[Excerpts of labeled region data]
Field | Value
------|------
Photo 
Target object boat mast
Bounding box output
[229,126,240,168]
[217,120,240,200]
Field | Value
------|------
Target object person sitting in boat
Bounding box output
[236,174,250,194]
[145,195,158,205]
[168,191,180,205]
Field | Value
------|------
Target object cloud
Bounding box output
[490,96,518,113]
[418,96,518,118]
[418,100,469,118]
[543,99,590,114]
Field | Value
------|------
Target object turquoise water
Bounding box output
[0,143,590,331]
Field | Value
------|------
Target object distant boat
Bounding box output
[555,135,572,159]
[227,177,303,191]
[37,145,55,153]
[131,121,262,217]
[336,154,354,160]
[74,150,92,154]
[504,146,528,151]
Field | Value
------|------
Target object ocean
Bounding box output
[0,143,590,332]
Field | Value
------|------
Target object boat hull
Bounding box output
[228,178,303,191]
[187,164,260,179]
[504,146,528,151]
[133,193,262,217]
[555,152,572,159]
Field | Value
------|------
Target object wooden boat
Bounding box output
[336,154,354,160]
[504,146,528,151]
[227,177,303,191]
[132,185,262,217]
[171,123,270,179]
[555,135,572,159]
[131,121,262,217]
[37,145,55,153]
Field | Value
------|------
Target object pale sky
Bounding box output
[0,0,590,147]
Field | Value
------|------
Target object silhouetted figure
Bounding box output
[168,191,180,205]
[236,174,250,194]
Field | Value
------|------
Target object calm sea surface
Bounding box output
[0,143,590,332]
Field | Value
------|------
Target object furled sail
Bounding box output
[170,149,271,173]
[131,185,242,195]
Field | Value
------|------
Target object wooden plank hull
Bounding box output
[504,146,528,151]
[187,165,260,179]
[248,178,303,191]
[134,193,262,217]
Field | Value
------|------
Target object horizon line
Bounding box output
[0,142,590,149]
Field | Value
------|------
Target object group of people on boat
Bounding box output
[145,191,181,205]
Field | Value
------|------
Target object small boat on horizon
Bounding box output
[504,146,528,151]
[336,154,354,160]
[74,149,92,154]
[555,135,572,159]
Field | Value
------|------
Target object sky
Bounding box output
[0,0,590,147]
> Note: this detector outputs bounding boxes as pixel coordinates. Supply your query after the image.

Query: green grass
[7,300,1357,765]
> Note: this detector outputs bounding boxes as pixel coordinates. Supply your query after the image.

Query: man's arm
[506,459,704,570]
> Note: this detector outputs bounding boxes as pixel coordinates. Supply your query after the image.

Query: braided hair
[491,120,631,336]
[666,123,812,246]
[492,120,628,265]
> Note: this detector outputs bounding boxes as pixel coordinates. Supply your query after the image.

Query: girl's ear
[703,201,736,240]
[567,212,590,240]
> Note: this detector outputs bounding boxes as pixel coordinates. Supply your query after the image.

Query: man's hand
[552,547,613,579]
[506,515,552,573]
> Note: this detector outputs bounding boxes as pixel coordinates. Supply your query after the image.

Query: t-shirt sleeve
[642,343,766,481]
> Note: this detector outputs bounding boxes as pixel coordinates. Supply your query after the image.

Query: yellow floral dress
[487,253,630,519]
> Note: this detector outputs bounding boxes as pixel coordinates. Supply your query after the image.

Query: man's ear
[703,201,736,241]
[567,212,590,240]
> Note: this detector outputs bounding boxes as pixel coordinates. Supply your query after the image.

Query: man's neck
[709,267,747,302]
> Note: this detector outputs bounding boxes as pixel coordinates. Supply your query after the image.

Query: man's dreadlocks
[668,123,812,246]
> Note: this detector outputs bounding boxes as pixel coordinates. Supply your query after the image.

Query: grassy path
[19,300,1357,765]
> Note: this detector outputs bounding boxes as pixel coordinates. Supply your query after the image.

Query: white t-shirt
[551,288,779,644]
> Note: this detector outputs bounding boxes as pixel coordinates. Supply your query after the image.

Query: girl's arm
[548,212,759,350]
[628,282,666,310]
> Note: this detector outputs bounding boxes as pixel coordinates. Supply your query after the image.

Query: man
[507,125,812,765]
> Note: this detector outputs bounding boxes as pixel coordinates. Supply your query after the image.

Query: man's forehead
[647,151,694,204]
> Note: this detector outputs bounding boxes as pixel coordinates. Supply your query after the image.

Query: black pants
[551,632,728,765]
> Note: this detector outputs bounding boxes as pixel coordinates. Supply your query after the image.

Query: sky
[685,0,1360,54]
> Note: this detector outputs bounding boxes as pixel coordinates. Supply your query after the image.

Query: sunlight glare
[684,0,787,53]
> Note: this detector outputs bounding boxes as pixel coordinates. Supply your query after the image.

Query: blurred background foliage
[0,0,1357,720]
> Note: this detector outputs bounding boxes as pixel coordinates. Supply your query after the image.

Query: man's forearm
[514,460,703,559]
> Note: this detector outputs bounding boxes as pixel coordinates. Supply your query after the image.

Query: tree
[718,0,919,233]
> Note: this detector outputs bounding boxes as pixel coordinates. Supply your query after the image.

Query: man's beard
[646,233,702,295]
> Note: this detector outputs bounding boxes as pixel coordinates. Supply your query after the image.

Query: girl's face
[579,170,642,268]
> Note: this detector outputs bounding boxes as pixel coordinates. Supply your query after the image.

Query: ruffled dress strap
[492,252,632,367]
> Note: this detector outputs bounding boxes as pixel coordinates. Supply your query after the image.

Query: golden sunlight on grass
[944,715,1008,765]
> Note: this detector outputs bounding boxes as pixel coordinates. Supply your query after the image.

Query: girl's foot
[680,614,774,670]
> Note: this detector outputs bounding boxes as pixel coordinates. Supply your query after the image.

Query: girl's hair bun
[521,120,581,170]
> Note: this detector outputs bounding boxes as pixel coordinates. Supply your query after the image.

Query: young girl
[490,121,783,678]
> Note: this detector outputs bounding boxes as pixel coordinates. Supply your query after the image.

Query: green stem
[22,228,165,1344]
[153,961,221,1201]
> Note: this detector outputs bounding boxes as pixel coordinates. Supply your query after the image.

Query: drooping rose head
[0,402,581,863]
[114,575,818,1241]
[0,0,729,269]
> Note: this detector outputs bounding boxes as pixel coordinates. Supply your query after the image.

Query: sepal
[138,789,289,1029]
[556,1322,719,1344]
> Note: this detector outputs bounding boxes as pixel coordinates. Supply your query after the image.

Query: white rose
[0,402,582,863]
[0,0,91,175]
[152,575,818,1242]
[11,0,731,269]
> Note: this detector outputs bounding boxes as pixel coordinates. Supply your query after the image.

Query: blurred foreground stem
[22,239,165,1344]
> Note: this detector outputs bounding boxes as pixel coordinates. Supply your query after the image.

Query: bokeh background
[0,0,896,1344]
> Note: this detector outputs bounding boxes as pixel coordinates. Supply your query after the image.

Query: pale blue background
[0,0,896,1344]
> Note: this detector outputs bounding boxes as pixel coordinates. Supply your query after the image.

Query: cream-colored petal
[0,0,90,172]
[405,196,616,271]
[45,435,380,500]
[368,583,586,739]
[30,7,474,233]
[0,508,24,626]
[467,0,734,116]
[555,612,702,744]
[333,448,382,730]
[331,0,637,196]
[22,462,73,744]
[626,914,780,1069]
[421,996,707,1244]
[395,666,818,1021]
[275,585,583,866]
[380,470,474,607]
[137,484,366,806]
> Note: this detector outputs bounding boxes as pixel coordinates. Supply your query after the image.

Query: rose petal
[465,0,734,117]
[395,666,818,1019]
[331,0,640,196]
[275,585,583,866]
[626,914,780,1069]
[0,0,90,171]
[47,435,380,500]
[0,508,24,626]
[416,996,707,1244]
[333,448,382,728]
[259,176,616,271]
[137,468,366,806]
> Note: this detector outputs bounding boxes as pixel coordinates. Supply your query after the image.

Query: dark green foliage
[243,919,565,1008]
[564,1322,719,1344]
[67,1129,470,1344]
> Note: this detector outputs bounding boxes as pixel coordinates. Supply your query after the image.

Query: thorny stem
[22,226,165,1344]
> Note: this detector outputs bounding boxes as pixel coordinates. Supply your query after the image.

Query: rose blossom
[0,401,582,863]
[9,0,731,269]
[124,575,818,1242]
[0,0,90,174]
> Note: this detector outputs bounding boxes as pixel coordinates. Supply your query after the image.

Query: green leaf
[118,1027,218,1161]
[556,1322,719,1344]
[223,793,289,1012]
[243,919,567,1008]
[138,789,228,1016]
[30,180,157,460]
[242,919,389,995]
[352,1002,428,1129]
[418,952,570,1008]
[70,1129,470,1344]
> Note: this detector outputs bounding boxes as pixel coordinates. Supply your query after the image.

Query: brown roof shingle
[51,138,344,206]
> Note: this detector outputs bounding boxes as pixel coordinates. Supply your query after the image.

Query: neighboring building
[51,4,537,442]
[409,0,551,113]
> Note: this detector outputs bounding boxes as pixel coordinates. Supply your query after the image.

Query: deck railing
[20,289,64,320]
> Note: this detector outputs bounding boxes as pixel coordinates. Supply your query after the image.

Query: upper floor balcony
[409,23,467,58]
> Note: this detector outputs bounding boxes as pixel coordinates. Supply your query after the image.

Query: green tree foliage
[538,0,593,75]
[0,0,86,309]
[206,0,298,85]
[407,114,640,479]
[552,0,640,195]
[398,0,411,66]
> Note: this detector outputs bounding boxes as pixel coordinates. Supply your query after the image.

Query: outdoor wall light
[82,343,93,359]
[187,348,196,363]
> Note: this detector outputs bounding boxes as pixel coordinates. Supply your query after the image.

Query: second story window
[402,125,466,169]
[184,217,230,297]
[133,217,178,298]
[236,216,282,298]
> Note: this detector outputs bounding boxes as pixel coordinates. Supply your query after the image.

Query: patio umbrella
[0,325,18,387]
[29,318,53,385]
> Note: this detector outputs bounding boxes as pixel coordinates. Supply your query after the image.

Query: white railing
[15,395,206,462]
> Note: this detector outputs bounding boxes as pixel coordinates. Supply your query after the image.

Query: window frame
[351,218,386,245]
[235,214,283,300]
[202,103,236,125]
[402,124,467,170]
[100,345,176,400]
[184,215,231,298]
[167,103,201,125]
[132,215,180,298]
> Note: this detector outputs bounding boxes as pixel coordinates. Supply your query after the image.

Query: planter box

• **What is asked**: Tally the lines of the listing above that contain the string "girl", treating uppercase and lowercase as distinct, and give only the number.

• **Solution to this task**: 6